EXERCISE |
Write the next part of the piece below on Dr. Susan Moore and bias in medical care, starting after its last paragraph and before the records.

PASSAGE FOR REVIEW Start Marker

By: Cynthia A. Pearson
Racism and sexism tormented Dr. Susan Moore during her battle with COVID-19. They very likely contributed to her death and shouldn’t have, and we are angry. Just two weeks before she died, Dr. Moore, who was Black, recorded a video in which she described in detail the dismissive and disrespectful treatment she was experiencing while being treated for COVID-19 at Indiana University Health System.
Despite being a physician herself, Dr. Moore wasn’t believed by a White physician when she reported that she was short of breath. She wasn’t believed by that physician when she said that her neck was extremely painful. Instead she was met with denial and distrust. “I was crushed. He made me feel like I was a drug addict,” she said in the video.
Too often being Black and female means having two strikes against you in the healthcare system. Reams of evidence exist to demonstrate how often physicians and other healthcare professionals disbelieve women’s own report of their symptoms. Patients with auto-immune conditions, 75% of whom are female, report describing their symptoms to an average of five different physicians before finding one who would take them seriously and order lab tests. Did Dr. Moore’s physician assume that she was exaggerating when she insisted that she was short of breath and only believe her when test results confirmed her description?
For Black, Latinx and gender non-conforming folks, barriers to respectful treatment are even worse. In some cases those barriers are the result of miseducation. A 2016 study demonstrated that more than half of a sample of young White physicians had false beliefs about Blacks, for example that Black skin is thicker than White skin. Those who held false beliefs were less likely to recommend adequate treatment. Did Dr. Moore’s physician falsely believe that Black patients need little or no treatment for pain?

PASSAGE FOR REVIEW End Marker
SOURCE MATERIAL Start Marker

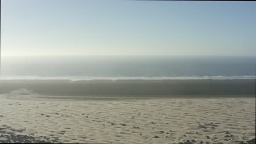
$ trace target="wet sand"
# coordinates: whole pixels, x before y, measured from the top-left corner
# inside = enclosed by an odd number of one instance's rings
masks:
[[[230,81],[1,81],[0,142],[253,143],[255,84]]]

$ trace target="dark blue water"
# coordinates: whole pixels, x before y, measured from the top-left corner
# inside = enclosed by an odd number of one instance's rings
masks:
[[[255,57],[4,57],[4,77],[253,78]]]

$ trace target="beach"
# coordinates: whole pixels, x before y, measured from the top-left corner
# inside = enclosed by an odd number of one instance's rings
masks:
[[[253,80],[0,83],[2,142],[247,143],[255,139]]]

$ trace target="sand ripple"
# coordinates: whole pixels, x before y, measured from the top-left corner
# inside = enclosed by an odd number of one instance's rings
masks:
[[[239,143],[255,138],[255,98],[52,101],[2,98],[0,133],[45,136],[62,143],[173,143],[189,140],[195,143]]]

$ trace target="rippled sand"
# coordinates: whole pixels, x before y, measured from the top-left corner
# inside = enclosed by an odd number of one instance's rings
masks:
[[[0,98],[0,134],[61,143],[239,143],[255,138],[254,98],[65,100],[15,94]],[[35,98],[17,99],[28,95]]]

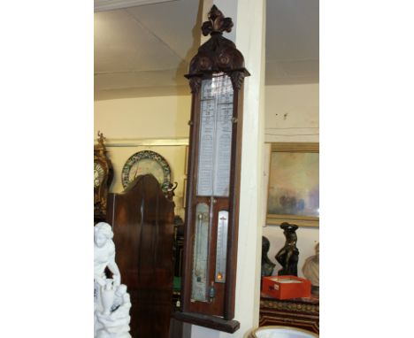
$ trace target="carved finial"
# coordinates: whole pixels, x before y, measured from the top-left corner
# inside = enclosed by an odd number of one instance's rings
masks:
[[[104,141],[106,140],[106,137],[104,136],[104,134],[98,130],[98,144],[94,146],[95,150],[98,150],[99,152],[106,151],[105,145],[104,144]]]
[[[221,11],[215,4],[209,12],[209,21],[203,23],[202,31],[204,36],[214,34],[223,34],[224,31],[229,33],[232,31],[232,18],[225,18]]]

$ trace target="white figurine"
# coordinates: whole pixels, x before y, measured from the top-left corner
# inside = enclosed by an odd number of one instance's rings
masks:
[[[126,286],[120,284],[120,273],[115,263],[113,233],[108,223],[94,228],[94,302],[95,338],[131,338],[129,309],[131,302]],[[107,278],[105,268],[112,273]]]

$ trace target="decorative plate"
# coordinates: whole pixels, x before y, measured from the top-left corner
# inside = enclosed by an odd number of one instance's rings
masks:
[[[146,173],[152,173],[161,185],[161,188],[167,191],[170,186],[170,165],[168,165],[165,158],[151,150],[138,151],[126,160],[121,174],[124,188],[135,177]]]

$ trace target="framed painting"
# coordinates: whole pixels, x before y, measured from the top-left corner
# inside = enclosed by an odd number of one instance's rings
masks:
[[[266,224],[319,227],[319,143],[272,143]]]

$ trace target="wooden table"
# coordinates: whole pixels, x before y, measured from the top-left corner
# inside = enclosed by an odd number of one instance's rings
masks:
[[[319,334],[319,297],[280,300],[260,297],[259,326],[280,325]]]

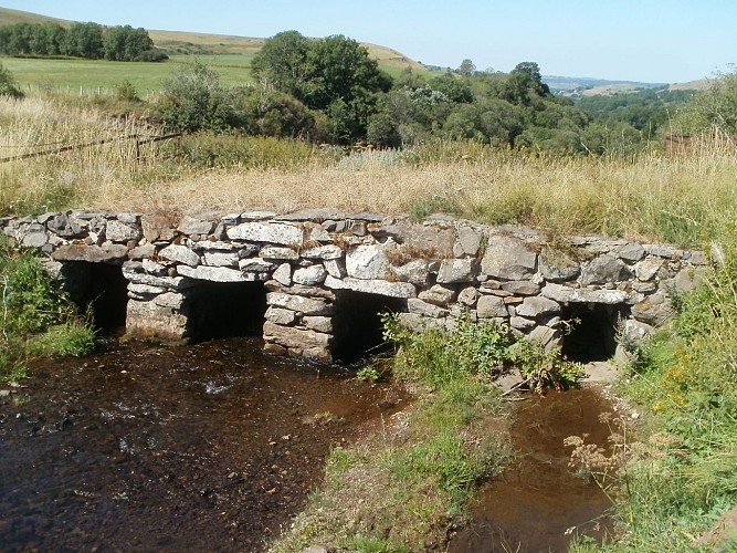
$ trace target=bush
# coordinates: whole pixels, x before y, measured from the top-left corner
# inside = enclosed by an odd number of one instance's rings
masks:
[[[10,96],[12,98],[22,98],[23,93],[15,84],[15,80],[6,67],[0,63],[0,96]]]
[[[94,347],[92,325],[75,309],[39,259],[0,242],[0,378],[24,376],[34,356],[84,355]]]

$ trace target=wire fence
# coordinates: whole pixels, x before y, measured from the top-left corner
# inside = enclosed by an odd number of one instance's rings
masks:
[[[74,149],[83,149],[83,148],[91,148],[93,146],[99,146],[103,144],[109,144],[109,143],[115,143],[115,142],[125,142],[125,140],[135,140],[134,143],[134,152],[135,152],[135,157],[136,161],[140,163],[144,160],[144,156],[141,155],[141,145],[144,144],[154,144],[157,142],[162,142],[162,140],[177,140],[177,159],[179,161],[182,160],[183,158],[183,149],[182,149],[182,143],[181,143],[181,133],[169,133],[165,135],[157,135],[157,136],[140,136],[137,134],[134,135],[124,135],[124,136],[115,136],[113,138],[104,138],[102,140],[95,140],[91,143],[85,143],[85,144],[69,144],[65,146],[60,146],[56,148],[49,148],[49,149],[42,149],[38,152],[29,152],[25,154],[20,154],[15,156],[9,156],[9,157],[3,157],[0,158],[0,164],[6,164],[9,161],[19,161],[22,159],[30,159],[33,157],[42,157],[42,156],[51,156],[55,154],[61,154],[63,152],[71,152]]]

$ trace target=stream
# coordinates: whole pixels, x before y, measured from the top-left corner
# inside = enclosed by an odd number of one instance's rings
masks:
[[[110,341],[34,364],[0,397],[0,550],[263,550],[330,446],[404,396],[262,345]]]

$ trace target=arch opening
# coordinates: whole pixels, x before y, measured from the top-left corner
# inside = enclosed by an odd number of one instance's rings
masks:
[[[125,333],[128,281],[119,265],[69,261],[61,274],[63,290],[81,314],[92,314],[98,334]]]
[[[610,359],[617,352],[617,326],[630,316],[627,305],[571,303],[562,309],[562,319],[570,321],[564,333],[561,353],[570,361],[590,363]]]
[[[336,291],[330,354],[336,362],[355,363],[388,348],[381,313],[406,312],[407,300],[386,295]]]
[[[262,336],[266,313],[263,282],[209,282],[187,290],[187,336],[193,342]]]

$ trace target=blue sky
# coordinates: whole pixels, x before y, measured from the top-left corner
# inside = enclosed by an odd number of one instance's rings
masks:
[[[737,62],[735,0],[0,0],[3,8],[146,29],[345,34],[423,63],[685,82]]]

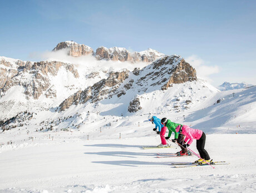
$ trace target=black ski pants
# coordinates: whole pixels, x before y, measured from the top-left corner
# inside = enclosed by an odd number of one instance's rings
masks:
[[[210,159],[210,156],[208,155],[206,150],[204,149],[204,146],[205,145],[205,139],[206,136],[204,132],[203,132],[201,137],[196,140],[196,149],[199,152],[200,156],[205,160],[209,160]]]

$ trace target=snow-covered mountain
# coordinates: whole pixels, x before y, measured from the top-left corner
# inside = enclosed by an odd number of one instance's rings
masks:
[[[176,55],[142,65],[89,55],[0,57],[0,192],[255,191],[245,150],[256,147],[256,87],[220,91]],[[141,149],[160,142],[149,114],[202,130],[211,159],[229,164],[178,169],[198,157],[170,155],[180,150],[171,141]]]
[[[91,60],[76,64],[1,57],[2,74],[6,73],[7,67],[14,72],[2,83],[1,120],[6,121],[24,111],[52,113],[52,121],[88,111],[97,115],[99,119],[157,113],[163,111],[162,106],[166,107],[164,111],[185,111],[218,92],[197,80],[195,69],[179,56],[163,57],[141,70],[134,68],[136,65],[131,67],[124,64],[129,69],[114,71],[106,62],[112,62],[113,66],[120,66],[120,61]],[[86,120],[86,113],[79,118]]]
[[[243,88],[252,86],[253,85],[248,84],[245,82],[229,83],[228,82],[224,82],[221,85],[219,86],[218,88],[221,91],[228,91],[230,90]]]
[[[227,98],[235,97],[234,91],[229,97],[220,95],[228,91],[220,92],[198,79],[195,70],[179,56],[163,56],[139,66],[142,68],[127,61],[98,60],[92,56],[82,58],[72,63],[34,62],[1,57],[2,126],[5,129],[77,129],[92,122],[100,127],[115,125],[111,119],[122,119],[119,124],[129,125],[135,117],[146,120],[151,113],[178,120],[186,117],[193,125],[201,120],[199,127],[213,128],[225,126],[233,119],[226,111],[217,121],[222,111],[215,116],[219,110],[212,107],[224,108]],[[250,105],[254,102],[250,101]],[[203,110],[205,108],[209,111]],[[238,113],[237,108],[231,109],[230,115]]]
[[[141,52],[131,53],[125,48],[114,47],[107,48],[104,46],[99,47],[96,52],[94,52],[93,49],[90,47],[80,44],[72,41],[59,43],[53,51],[57,51],[64,49],[66,49],[67,54],[71,56],[80,57],[92,55],[99,60],[128,61],[132,63],[152,62],[165,55],[151,48]]]

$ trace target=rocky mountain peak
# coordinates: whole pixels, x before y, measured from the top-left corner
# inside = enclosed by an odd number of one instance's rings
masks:
[[[53,51],[57,51],[67,48],[70,48],[68,51],[68,55],[74,57],[92,55],[93,53],[93,49],[89,46],[85,44],[80,44],[72,41],[58,43]]]
[[[176,55],[165,56],[142,70],[110,72],[107,79],[76,92],[63,101],[59,110],[63,111],[72,105],[85,103],[90,100],[89,103],[97,103],[117,97],[130,101],[127,111],[135,112],[142,108],[137,93],[167,90],[173,84],[194,80],[196,80],[195,70],[183,58]],[[126,95],[127,93],[129,94]]]
[[[87,55],[93,55],[98,60],[106,60],[114,61],[128,61],[132,63],[144,62],[152,62],[156,59],[164,56],[153,49],[148,48],[141,52],[130,52],[123,47],[113,47],[107,48],[104,46],[99,47],[93,52],[92,48],[84,44],[80,44],[73,41],[66,41],[58,43],[53,51],[61,49],[68,50],[68,55],[74,57],[80,57]]]

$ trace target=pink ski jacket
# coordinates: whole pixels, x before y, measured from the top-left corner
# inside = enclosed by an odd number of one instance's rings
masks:
[[[192,128],[187,125],[183,125],[181,129],[182,134],[186,136],[184,141],[186,143],[189,140],[189,142],[188,142],[188,144],[189,145],[192,143],[193,140],[199,140],[203,134],[202,130]]]

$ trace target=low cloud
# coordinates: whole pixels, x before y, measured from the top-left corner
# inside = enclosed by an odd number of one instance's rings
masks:
[[[205,62],[198,56],[192,55],[185,58],[185,60],[195,68],[198,77],[208,81],[211,81],[209,77],[210,75],[219,73],[219,67],[218,66],[205,65]]]
[[[78,65],[80,67],[90,68],[100,67],[107,71],[119,71],[126,68],[131,71],[135,67],[141,69],[149,64],[149,63],[142,62],[132,63],[129,62],[97,60],[92,55],[72,57],[67,55],[68,49],[61,49],[57,51],[46,51],[43,53],[34,52],[31,53],[29,57],[32,60],[36,61],[57,61]]]

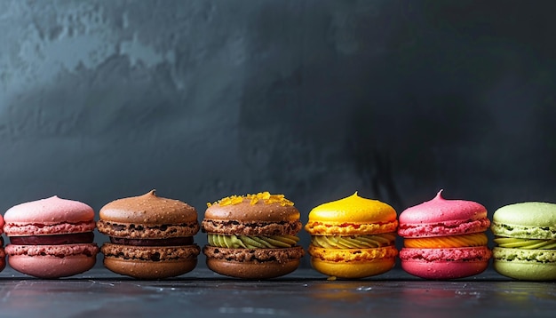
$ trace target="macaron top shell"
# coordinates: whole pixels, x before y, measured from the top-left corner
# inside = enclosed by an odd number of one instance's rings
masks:
[[[400,214],[401,223],[436,223],[455,219],[481,219],[487,209],[480,203],[465,200],[446,200],[441,190],[436,196],[421,204],[406,209]]]
[[[187,203],[156,196],[155,190],[118,199],[99,211],[100,219],[142,225],[182,224],[197,221],[197,211]]]
[[[322,203],[309,212],[309,220],[321,222],[376,223],[396,220],[396,211],[378,200],[353,195],[337,201]]]
[[[282,222],[297,221],[300,217],[291,201],[268,192],[228,196],[207,205],[207,219]]]
[[[58,196],[15,205],[4,215],[7,225],[79,223],[93,219],[94,211],[89,205]]]
[[[490,228],[498,236],[556,239],[556,204],[528,202],[503,206],[494,212]]]
[[[490,226],[487,209],[478,203],[436,196],[400,214],[398,234],[407,237],[442,236],[486,231]]]
[[[326,203],[309,212],[305,227],[311,235],[365,235],[395,232],[396,211],[377,200],[353,195]]]

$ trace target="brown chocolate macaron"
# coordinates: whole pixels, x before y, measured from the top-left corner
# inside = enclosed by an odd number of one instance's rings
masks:
[[[203,252],[216,273],[267,279],[291,273],[305,254],[297,245],[299,211],[282,195],[234,195],[208,203],[202,230],[209,244]]]
[[[197,265],[196,210],[179,200],[158,197],[155,190],[113,201],[100,210],[99,232],[110,237],[101,248],[104,266],[139,279],[178,276]]]

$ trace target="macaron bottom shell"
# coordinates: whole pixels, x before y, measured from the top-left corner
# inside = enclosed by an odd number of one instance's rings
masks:
[[[11,255],[8,263],[12,268],[38,278],[73,276],[92,268],[95,255],[70,255],[63,258],[53,255]]]
[[[4,249],[0,248],[0,272],[6,267],[6,254]]]
[[[314,270],[329,276],[344,279],[356,279],[375,276],[391,270],[395,265],[395,258],[377,258],[372,260],[330,261],[311,258],[311,266]]]
[[[377,275],[395,265],[395,246],[371,249],[328,249],[309,245],[311,265],[317,272],[339,278]]]
[[[402,260],[401,268],[417,277],[431,280],[449,280],[469,277],[487,269],[488,260],[483,261],[425,261]]]
[[[523,281],[556,280],[556,250],[495,247],[493,267],[500,274]]]
[[[301,246],[279,249],[229,249],[206,245],[207,266],[218,274],[242,279],[269,279],[295,271],[305,254]]]
[[[163,279],[192,271],[197,265],[196,244],[136,246],[105,242],[100,249],[105,267],[137,279]]]
[[[123,275],[142,280],[157,280],[191,272],[197,266],[197,258],[155,262],[105,256],[104,266]]]
[[[299,266],[299,259],[287,262],[228,261],[207,258],[207,266],[215,273],[242,279],[270,279],[292,273]]]

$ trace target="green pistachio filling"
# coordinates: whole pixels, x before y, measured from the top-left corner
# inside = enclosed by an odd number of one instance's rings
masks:
[[[314,235],[311,236],[311,243],[324,249],[373,249],[393,245],[395,239],[394,233],[353,236]]]
[[[227,249],[279,249],[293,247],[299,241],[294,235],[247,236],[208,235],[209,245]]]
[[[494,242],[499,247],[523,250],[555,250],[556,240],[530,240],[511,237],[496,237]]]

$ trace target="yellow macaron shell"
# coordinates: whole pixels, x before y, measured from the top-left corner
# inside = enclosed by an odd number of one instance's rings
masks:
[[[353,195],[321,204],[309,212],[305,229],[312,235],[353,235],[395,232],[395,210],[380,201]]]

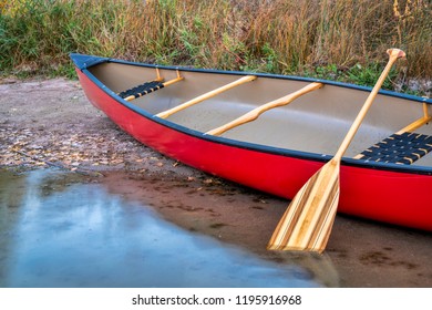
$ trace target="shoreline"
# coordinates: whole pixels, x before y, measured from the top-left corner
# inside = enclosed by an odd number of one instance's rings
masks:
[[[0,169],[53,166],[82,174],[127,200],[150,203],[191,231],[280,264],[317,262],[310,267],[317,277],[336,272],[325,286],[432,287],[429,232],[338,215],[323,256],[267,251],[287,200],[207,175],[142,145],[94,108],[78,81],[11,81],[0,84]]]

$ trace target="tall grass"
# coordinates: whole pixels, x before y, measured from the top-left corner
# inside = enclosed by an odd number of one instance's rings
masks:
[[[369,84],[364,71],[398,46],[409,55],[399,80],[432,78],[428,0],[0,0],[0,10],[3,74],[71,75],[69,53],[80,52]]]

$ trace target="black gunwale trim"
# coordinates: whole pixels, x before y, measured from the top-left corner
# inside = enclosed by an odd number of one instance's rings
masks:
[[[329,85],[336,85],[336,86],[348,87],[348,89],[353,89],[353,90],[360,90],[360,91],[367,91],[367,92],[371,91],[371,87],[359,86],[359,85],[341,83],[341,82],[327,81],[327,80],[301,78],[301,76],[277,75],[277,74],[240,72],[240,71],[220,71],[220,70],[209,70],[209,69],[191,69],[191,68],[183,68],[183,66],[135,63],[135,62],[115,60],[115,59],[110,59],[110,58],[89,56],[89,55],[81,55],[81,54],[71,54],[71,59],[73,60],[75,65],[96,86],[99,86],[103,92],[105,92],[107,95],[113,97],[119,104],[121,104],[121,105],[130,108],[131,111],[140,114],[141,116],[144,116],[147,120],[153,121],[157,124],[161,124],[165,127],[168,127],[168,128],[172,128],[172,130],[177,131],[179,133],[193,136],[195,138],[210,141],[210,142],[223,144],[223,145],[228,145],[228,146],[234,146],[234,147],[238,147],[238,148],[243,148],[243,149],[261,152],[261,153],[267,153],[267,154],[272,154],[272,155],[278,155],[278,156],[294,157],[294,158],[299,158],[299,159],[307,159],[307,161],[315,161],[315,162],[322,162],[322,163],[330,161],[333,156],[328,155],[328,154],[317,154],[317,153],[310,153],[310,152],[280,148],[280,147],[267,146],[267,145],[263,145],[263,144],[240,142],[240,141],[232,140],[232,138],[227,138],[227,137],[207,135],[203,132],[191,130],[188,127],[175,124],[175,123],[169,122],[167,120],[157,117],[157,116],[146,112],[145,110],[143,110],[136,105],[133,105],[132,103],[120,97],[116,93],[114,93],[109,87],[106,87],[106,85],[104,85],[88,69],[91,66],[94,66],[96,64],[100,64],[100,63],[113,62],[113,63],[120,63],[120,64],[125,64],[125,65],[135,65],[135,66],[144,66],[144,68],[160,68],[160,69],[166,69],[166,70],[179,70],[179,71],[197,72],[197,73],[199,73],[199,72],[202,72],[202,73],[218,73],[218,74],[228,74],[228,75],[254,74],[258,78],[261,76],[261,78],[267,78],[267,79],[270,78],[270,79],[282,79],[282,80],[291,80],[291,81],[320,82],[320,83],[325,83],[325,84],[329,84]],[[81,59],[86,60],[85,61],[86,65],[82,65],[83,62],[81,62]],[[79,64],[81,66],[79,66]],[[424,99],[424,97],[418,97],[418,96],[413,96],[413,95],[401,94],[401,93],[395,93],[395,92],[391,92],[391,91],[383,91],[383,90],[381,90],[379,93],[384,94],[384,95],[404,99],[404,100],[425,102],[426,104],[432,104],[432,100]],[[349,158],[349,157],[342,157],[341,163],[342,163],[342,165],[346,165],[346,166],[352,166],[352,167],[359,167],[359,168],[372,168],[372,169],[379,169],[379,170],[410,173],[410,174],[418,174],[418,175],[432,175],[432,168],[424,167],[424,166],[415,166],[415,165],[409,166],[409,165],[400,165],[400,164],[369,162],[369,161],[354,159],[354,158]]]

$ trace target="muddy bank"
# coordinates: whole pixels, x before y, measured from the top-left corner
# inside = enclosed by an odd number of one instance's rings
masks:
[[[59,167],[176,225],[274,261],[331,266],[325,286],[432,287],[431,234],[338,216],[322,257],[265,250],[288,202],[203,174],[143,146],[95,110],[75,81],[0,84],[0,167]],[[325,271],[328,272],[328,271]]]

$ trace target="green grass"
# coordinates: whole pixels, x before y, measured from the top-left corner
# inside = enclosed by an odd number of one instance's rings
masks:
[[[408,60],[392,79],[432,78],[423,0],[0,0],[0,75],[73,78],[79,52],[372,85],[397,46]]]

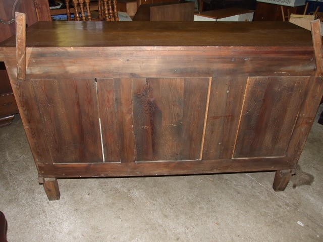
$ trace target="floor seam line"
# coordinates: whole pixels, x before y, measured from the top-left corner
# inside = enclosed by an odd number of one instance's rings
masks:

SOURCE MATERIAL End Marker

REPLY TO THE TASK |
In other cases, unconscious attitudes, such as implicit bias, affect the treatment of Black, Latinx and dark-skinned patients. In a recent report published in the American Journal of Public Health, implicit racial/ethnic bias was found among health care professionals in 14 out of 15 studies. Results also showed that implicit bias was significantly related to patient–provider interactions, treatment decisions, and patient health outcomes. Did Dr. Moore’s physician see a Black woman in a hospital gown and unconsciously believe her to be less credible than a white coat-wearing medical professional?
Dr. Moore fought for herself and insisted that her symptoms be taken seriously. By the time she recorded her video, CT scans had convinced the skeptical physician to approve pain medication and continued treatment with remdesivir. But Dr. Moore knew that her experience wasn’t unique. “This is how Black people get killed, when you send them home and they don’t know how to fight for themselves,” Dr. Moore said.
As Dr. Moore understood, this is a systemic problem that needs systemic solutions. Training alone won’t be enough to prevent other women dying from medical neglect and mistreatment, but reeducating doctors and nurses to “debias,” and unlearn dangerous and racist misinformation is absolutely necessary.
It’s time to start holding hospitals and health systems accountable for treating all patients with respect. The first step in that process should be to create mechanisms that hold providers accountable for their biases and accurately capture the experience of Black, Indigenous and other people of color. Promising models already exist. For example, in the SACRED Birth study, Black women scholars and mothers worked together to identify six aspects of care that should be assessed when evaluating how hospital staff treat people giving birth: safety, autonomy, communication, racism, empathy, and dignity. We know that if hospitals adjust their systems to treat Black birthing people with respect that treatment will improve for everyone.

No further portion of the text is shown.